→ **PROBLEM DESCRIPTION**:
Can you turn the data below into a numbered list of its lines, skipping any blank lines and leaving out the pictures?

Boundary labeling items

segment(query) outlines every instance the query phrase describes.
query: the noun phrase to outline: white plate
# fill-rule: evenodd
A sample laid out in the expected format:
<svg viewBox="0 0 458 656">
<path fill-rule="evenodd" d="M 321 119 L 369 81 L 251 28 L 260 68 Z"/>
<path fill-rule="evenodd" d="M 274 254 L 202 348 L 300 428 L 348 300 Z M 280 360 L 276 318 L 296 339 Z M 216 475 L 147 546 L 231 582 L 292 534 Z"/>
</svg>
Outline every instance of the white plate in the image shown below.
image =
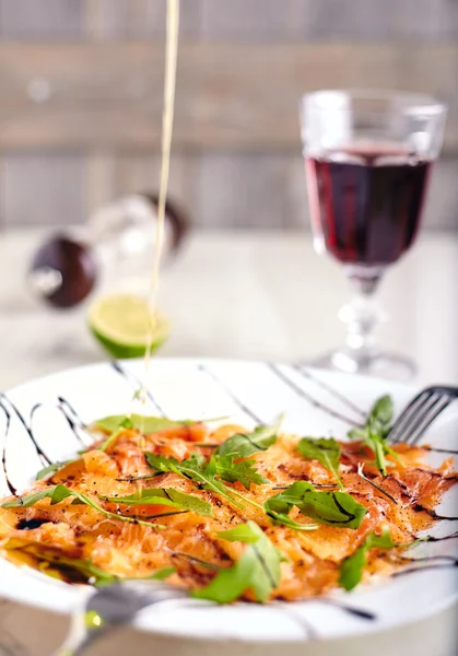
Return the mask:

→ **RESULT**:
1. segment(query) outlines every instance the query phrase describes.
2. query: the noun phrase to outline: white plate
3. # fill-rule: evenodd
4. A sample laid out in the expected format:
5. <svg viewBox="0 0 458 656">
6. <path fill-rule="evenodd" d="M 321 119 L 369 81 L 251 28 L 260 68 Z"/>
7. <path fill-rule="evenodd" d="M 274 254 L 202 348 L 300 428 L 348 300 Z M 280 360 L 276 318 L 296 339 Z M 216 475 L 147 546 L 231 582 L 292 534 Z"/>
8. </svg>
9. Outline every instance of the white plate in the image shown below.
10. image =
11. Return the mask:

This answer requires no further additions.